What the exercise asks>
Reproduce the part of the museum exhibit article starting with "The first exhibits" and going on through "made her famous.", word for word.

Provided text Start Marker

Home Lands: How Women Made the West was organized by the Autry National Center of Los Angeles. It toured St. Louis, Mo., and Tulsa, Okla., before its last stop in Santa Fe, where local twists have been added.

Upon entering the Herzstein Gallery on the mezzanine level of the museum, you are greeted by the portion of the exhibit focusing on Rio Arriba — "up river," referring to Northern New Mexico.

The first exhibits are a large photograph of a woman plastering an adobe wall and several Pueblo Indian pots, including a large multicolored olla by San Ildefonso Pueblo's Maria Martinez — different from the black-on-black pots that made her famous.

"In Rio Arriba, they look at the way women use earth as farmers, as plasterers, as potters," explained museum director Fran Levine during a sneak peak this week.

Farther on is a portrait of heiress Amelia White, who first visited New Mexico in 1913 and returned with her sister, Martha White, in 1921 to build an estate they called "El Delirio." Then comes a wall of old-time telephone ear pieces, where you can listen to readings of books by Mary Austin, Mabel Dodge Luhan and other New Mexican women writers. That's followed by a section on Fabiola Cabeza de Baca, known for her autobiography, We Fed Them Cactus.

Exhibits added by the History Museum include:

• A display of Bertha Dutton's archaeological tools and personal items.

• A Matachine headdress made from circuit boards and other computer parts by Marion C. Martinez of the Pecos area.

Provided text End Marker
Source information Start Marker

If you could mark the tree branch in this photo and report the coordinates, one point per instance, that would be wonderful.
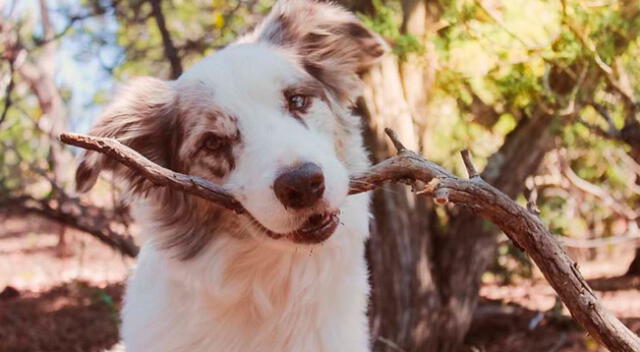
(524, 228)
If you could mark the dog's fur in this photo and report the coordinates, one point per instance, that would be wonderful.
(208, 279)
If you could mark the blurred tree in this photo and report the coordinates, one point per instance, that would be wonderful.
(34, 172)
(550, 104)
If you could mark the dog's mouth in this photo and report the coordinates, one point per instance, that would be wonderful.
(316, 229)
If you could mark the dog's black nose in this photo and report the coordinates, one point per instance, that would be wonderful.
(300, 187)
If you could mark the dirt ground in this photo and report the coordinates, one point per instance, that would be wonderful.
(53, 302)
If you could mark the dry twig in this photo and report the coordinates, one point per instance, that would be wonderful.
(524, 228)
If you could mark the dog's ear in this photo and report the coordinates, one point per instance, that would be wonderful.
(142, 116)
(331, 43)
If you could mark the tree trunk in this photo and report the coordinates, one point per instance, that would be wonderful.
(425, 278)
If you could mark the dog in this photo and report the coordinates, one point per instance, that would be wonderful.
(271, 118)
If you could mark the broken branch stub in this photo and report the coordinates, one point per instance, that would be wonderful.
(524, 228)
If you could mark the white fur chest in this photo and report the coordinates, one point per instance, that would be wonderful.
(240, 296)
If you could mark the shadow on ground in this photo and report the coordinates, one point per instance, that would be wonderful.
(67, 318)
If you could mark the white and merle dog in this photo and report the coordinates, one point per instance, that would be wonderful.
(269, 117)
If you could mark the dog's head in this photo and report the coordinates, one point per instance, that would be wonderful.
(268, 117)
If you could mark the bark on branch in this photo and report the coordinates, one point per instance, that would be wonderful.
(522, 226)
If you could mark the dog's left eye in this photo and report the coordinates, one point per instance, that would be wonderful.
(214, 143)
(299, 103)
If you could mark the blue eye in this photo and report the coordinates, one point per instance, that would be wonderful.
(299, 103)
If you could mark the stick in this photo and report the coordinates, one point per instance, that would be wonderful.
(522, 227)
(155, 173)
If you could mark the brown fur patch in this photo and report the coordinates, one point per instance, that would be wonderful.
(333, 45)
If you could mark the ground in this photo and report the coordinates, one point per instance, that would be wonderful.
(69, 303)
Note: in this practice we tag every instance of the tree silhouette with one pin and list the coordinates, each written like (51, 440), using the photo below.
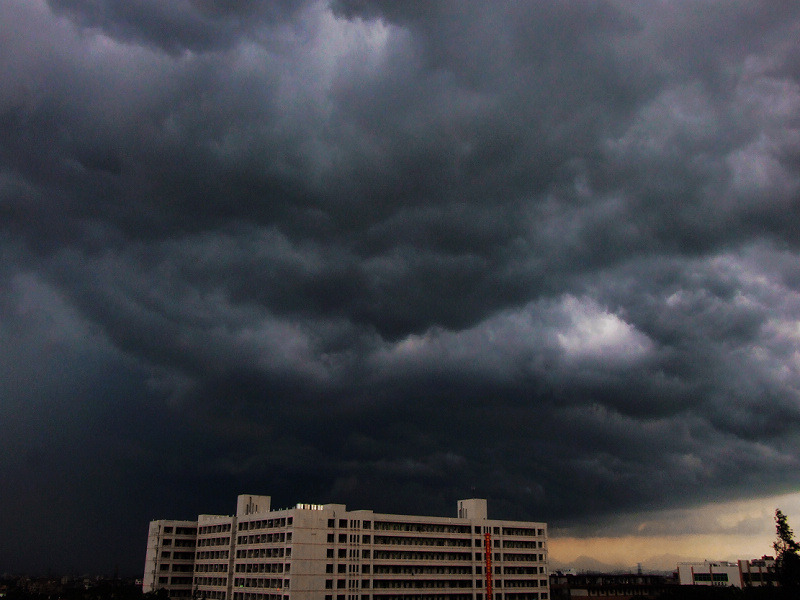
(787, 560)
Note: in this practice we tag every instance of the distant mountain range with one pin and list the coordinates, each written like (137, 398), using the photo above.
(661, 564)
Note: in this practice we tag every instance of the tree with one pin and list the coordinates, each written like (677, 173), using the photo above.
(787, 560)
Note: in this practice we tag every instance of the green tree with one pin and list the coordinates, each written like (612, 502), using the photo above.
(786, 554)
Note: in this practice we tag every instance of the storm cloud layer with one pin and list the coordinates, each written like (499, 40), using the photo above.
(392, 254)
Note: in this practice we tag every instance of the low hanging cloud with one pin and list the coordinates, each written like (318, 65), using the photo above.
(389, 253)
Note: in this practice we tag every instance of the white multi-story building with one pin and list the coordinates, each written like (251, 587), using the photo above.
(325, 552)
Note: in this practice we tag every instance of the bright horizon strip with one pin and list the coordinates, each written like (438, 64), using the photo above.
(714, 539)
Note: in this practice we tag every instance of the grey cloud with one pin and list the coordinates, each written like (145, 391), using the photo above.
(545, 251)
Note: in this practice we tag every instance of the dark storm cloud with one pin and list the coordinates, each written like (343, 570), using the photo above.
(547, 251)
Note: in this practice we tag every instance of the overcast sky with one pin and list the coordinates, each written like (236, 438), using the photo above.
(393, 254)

Source information End Marker

Result below>
The first exhibits are a large photograph of a woman plastering an adobe wall and several Pueblo Indian pots, including a large multicolored olla by San Ildefonso Pueblo's Maria Martinez — different from the black-on-black pots that made her famous.